Exercise description: Lines after the one containing "ring_rule: even-odd" are to be omitted; print exactly each line from the start of the records up to and including it.

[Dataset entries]
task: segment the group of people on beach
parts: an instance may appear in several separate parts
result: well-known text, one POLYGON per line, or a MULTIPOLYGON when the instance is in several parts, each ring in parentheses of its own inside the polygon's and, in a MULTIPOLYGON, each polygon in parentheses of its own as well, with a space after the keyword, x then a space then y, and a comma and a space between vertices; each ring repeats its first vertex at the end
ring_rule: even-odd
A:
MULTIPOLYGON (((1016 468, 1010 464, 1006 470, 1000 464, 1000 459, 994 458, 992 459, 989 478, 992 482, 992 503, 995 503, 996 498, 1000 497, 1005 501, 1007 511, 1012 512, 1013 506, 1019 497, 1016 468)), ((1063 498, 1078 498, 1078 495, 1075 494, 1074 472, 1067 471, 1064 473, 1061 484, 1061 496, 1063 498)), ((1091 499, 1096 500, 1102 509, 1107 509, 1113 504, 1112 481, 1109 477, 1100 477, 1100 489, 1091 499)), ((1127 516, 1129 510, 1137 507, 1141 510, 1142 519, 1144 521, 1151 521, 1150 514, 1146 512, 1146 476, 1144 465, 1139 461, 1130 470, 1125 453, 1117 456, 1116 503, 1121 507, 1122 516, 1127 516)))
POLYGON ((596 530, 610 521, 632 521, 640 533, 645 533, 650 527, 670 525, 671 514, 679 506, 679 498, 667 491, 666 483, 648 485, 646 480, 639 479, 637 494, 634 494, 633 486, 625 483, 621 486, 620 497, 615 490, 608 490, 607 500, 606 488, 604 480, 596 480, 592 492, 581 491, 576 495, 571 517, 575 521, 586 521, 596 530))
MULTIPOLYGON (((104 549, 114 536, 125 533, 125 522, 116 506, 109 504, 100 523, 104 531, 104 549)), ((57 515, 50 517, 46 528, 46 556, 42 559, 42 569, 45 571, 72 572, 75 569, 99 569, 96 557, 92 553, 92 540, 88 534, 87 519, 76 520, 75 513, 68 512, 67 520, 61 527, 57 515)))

Problem solution:
task: segment the group of people on beach
parts: an instance may appear in several separate parts
result: well-known text, one POLYGON per line, or a MULTIPOLYGON when the instance is in several parts, each ring in parentheses of its own inside the polygon's and, in a MULTIPOLYGON, each polygon in parentheses of its own as well, with a space after the keyword, x then a space then y, and a comma and a space between vertices; each ring repeats its first vertex at the end
ring_rule: even-odd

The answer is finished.